=== Section Start ===

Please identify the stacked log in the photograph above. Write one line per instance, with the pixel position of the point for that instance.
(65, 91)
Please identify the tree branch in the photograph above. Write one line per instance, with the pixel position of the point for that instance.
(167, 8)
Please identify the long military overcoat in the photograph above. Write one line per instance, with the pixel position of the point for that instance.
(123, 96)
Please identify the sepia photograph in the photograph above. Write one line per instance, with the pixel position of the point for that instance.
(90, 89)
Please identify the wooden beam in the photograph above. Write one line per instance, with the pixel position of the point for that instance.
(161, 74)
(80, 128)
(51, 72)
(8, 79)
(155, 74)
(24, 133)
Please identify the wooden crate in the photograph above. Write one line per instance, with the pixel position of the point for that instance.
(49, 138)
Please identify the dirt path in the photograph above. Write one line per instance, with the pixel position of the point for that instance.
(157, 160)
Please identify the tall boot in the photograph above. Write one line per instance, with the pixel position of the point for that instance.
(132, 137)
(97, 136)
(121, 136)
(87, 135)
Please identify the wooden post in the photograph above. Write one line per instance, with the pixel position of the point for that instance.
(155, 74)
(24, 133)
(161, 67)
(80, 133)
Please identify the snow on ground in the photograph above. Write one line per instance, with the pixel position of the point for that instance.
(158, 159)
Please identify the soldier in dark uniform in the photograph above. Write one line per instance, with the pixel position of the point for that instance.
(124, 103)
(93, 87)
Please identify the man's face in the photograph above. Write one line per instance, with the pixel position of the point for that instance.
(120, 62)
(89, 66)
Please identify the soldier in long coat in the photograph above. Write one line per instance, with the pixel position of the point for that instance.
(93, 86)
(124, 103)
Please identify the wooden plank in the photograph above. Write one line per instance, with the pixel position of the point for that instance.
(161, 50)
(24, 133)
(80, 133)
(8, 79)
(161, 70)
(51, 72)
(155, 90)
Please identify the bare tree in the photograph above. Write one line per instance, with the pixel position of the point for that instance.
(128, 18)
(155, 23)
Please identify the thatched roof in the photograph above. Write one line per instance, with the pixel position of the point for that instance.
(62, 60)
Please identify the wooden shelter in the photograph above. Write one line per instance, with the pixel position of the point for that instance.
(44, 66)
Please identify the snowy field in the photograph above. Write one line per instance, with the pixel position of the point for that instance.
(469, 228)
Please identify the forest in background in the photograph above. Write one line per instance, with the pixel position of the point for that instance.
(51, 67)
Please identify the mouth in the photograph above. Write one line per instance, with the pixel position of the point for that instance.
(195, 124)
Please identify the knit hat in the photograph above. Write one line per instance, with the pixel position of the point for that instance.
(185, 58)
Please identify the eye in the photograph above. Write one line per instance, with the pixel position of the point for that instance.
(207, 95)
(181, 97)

=== Section End ===

**EXERCISE OBJECTIVE:** The material is to be written out once more, exactly and in full.

**OUTPUT:**
Please identify the stacked log in the photograph above. Write one line per instance, with the pixel position of the point for that instance.
(65, 91)
Please identify the tree branch in the photograph above. Write one line per instance, with the pixel position of the point for that instance.
(167, 8)
Please identify the long military overcoat in the photograph above. Write one line per instance, with the pixel position of the point for that instance.
(123, 96)
Please identify the sepia photograph in the photograph above. Write one line per instance, with the pixel position of the point for that instance.
(90, 89)
Please identify the wooden beam in the photograph above. Write one line per instance, with the pixel position of the point for that instance.
(161, 74)
(80, 128)
(51, 72)
(8, 79)
(155, 74)
(24, 133)
Please identify the wooden crate in the photograph above. Write one line per instance, with the pixel position of the point for that instance.
(49, 138)
Please identify the dirt path in the photograph above. Write one line per instance, with the pixel position of the point for that instance.
(157, 160)
Please identify the tall boot in the photograph above. Write one line per instance, with the pixel position of the point for that instance.
(132, 137)
(97, 136)
(121, 136)
(87, 135)
Please identify the wooden post in the photograph above. Write one line per instance, with the pixel position of the point for that instance.
(155, 74)
(24, 133)
(161, 67)
(80, 133)
Please identify the snow on ground in the photograph above. Write one line per instance, with the pixel position of the point for that instance.
(158, 159)
Please identify the soldier in dark uniform in the photograph above. Write one line per instance, with the pixel position of the point for that instance.
(124, 103)
(93, 87)
Please identify the man's face in the photograph above. Write one line per instance, with the pixel position of the point for that instance.
(120, 62)
(89, 66)
Please identify the soldier in long coat in the photograph above. Write one line per instance, with the pixel position of the point for that instance.
(93, 86)
(124, 103)
Please identify the wooden plank in the photograph above. Write one line per instance, with the pixel position of the point for that instance.
(161, 50)
(24, 133)
(80, 133)
(8, 79)
(161, 70)
(51, 72)
(155, 90)
Please identify the bare tree in the photograph above. Write one line per instance, with the pixel position of the point for that instance.
(128, 18)
(155, 23)
Please identify the thatched roof in the photograph above. Write one line per instance, with the pixel position of the point for that instance.
(62, 60)
Please identify the wooden shelter in the photograph above. Write one line per instance, with the pixel position of the point for that instance.
(44, 66)
Please identify the snowy field in the photograph above. Write one line per instance, with the pixel position of the point for that instance.
(469, 228)
Please identify the forest in background in the photograph above. Write one line per instance, with the pixel position of the point for that instance.
(51, 67)
Please identify the mouth in the photograph above. Write one line per instance, with the pixel position of the point for that instance.
(195, 124)
Please identify the knit hat in the photograph above. Write one line per instance, with the pixel position of the point for that instance.
(185, 58)
Please identify the eye in the photograph above. Write one line per instance, with the pixel position of the point for that instance.
(207, 95)
(181, 97)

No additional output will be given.